-- START Excerpted passage --

Not ordinary gambling. Well, a bit on horses, and cards as well sometimes. But real gambling. I can say with complete honesty that my current career is a massive gamble taken one morning when I awoke with a monumental hangover in my cold room in Oxford, in early 1999, after a drunken evening with a friend who suggested I might be good at it. And the dice haven't stopped rolling yet on that one, so it's all his fault.
I do this kind of thing because, semi-consciously and occasionally in recent weeks for obvious reasons, quite explicitly and consciously, I remember that what talents I have, and the place I grew up and my friends and family and education, and everything that goes to make me "me" are in the end a fairly random hand of cards, and that I don't know whether I'll live through tomorrow, so why not risk it all in the hope of making something of it? Maybe it'll pay out, maybe not, but at least I tried while I could. Not because anything's written, despite this -I have less than ten years, apparently-, but precisely because I don't believe it's written, or at least, not written in a script anyone can read. Tomorrow some bonkers zealot may get into my tube carriage. Or they may miss it because someone held up the lift at the last minute. So, I tell myself from time to time, get on with living for today while you can, and don't miss things because you were scared of it all going wrong. (Which includes making sure you're a decent human being today, because you might not have the chance to do so tomorrow just as much it does pure hedonism.) Obviously this can have the unhelpful result of finding difficulty in paying the second installment of your income tax when you find that in fact you have somehow made it through to that grim day, but you can't have everything.

-- END Excerpted passage --
-- START Entries --

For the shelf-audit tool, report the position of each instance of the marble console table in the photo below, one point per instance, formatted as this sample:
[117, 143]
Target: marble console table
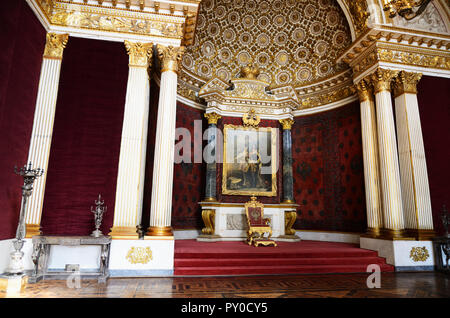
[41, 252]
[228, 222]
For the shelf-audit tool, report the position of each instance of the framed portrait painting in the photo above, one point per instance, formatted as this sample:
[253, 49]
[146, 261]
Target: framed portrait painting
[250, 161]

-- END Entries --
-- START Entries --

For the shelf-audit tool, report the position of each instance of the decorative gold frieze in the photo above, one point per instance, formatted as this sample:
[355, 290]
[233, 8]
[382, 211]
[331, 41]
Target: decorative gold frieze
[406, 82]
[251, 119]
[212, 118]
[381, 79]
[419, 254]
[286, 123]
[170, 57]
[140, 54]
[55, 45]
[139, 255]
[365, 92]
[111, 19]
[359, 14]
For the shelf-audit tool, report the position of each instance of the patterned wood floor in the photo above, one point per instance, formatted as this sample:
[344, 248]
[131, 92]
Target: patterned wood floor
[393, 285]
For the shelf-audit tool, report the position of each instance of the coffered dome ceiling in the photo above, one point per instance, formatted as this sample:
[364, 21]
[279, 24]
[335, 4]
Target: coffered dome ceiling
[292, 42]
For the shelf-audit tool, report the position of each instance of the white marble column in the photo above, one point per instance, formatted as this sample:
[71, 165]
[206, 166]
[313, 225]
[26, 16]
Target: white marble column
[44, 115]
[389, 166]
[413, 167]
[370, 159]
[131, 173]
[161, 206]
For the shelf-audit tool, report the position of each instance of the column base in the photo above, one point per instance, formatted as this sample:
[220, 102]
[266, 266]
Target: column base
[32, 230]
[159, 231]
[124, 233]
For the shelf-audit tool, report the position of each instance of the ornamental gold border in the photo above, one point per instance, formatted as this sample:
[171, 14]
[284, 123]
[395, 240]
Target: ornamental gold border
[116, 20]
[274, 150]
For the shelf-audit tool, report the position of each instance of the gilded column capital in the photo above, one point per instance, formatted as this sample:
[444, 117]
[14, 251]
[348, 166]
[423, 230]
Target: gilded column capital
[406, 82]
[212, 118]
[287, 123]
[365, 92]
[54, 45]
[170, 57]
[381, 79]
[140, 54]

-- END Entries --
-- START Entries --

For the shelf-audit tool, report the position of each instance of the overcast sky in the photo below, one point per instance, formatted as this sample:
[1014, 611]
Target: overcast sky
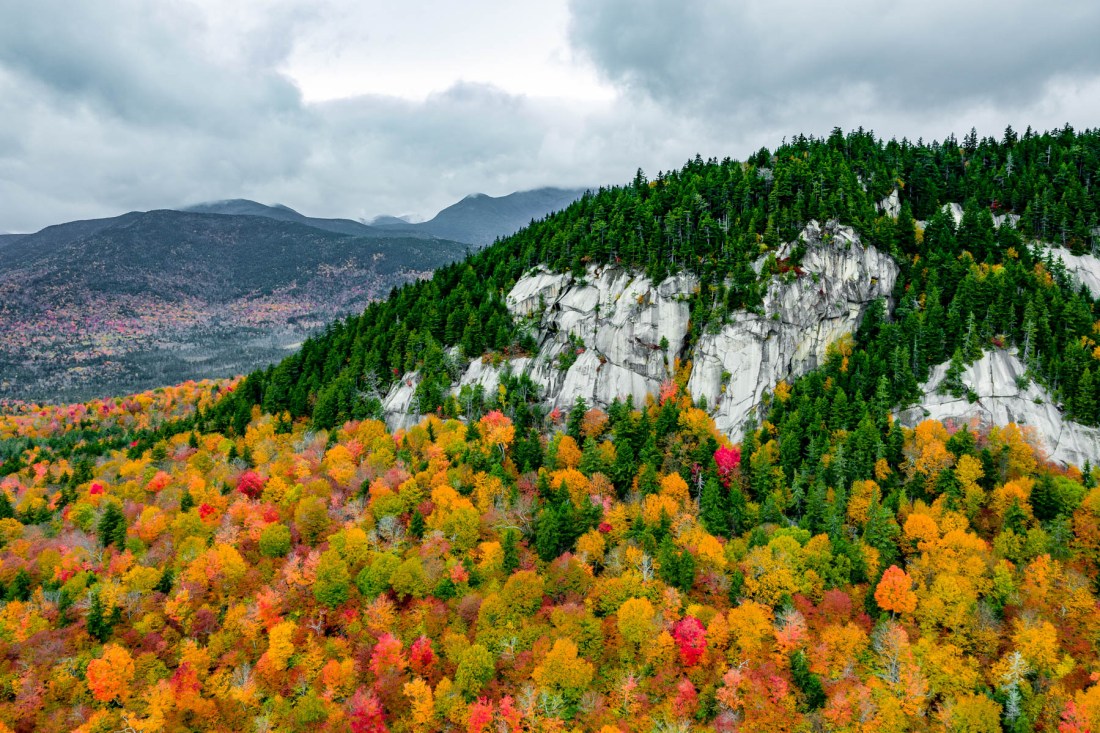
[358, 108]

-- END Entries --

> _What you have to do_: Continue the first-person passage about treating career and life as a gamble, picking up after its final sentence.

> _Exercise output_:
Or so I thought. But, you see, I'm not going to Paris.
Perhaps I should expand. I was supposed to be meeting some of the usual suspects for a drink this evening. But before I did so I went for a late afternoon/early evening amble with Frankie round Oxford Street winding up at the Cork and Bottle, and as a result of missed phone calls and the like I didn't manage to meet them until one of them rang, their voice slightly slurred, while I was in Sainsburys around 9
"Hello," they said. "We've decided to go to Paris on the Eurostar tonight. Would you like to come?"
And I thought for a moment, just a moment, because, tonight, I do actually have the cash in my bank account. All those bills don't fall due for another week yet, and who knows whether any of us will make it that far?
And then I said "No", and agreed to meet at Waterloo to collect keys so I can feed the cats instead. Heigh ho. Sometimes you have to give seizing the day a miss. And after all, who else was going to feed the cats?
ETA: Turns out they didn't go in the end. Ah well.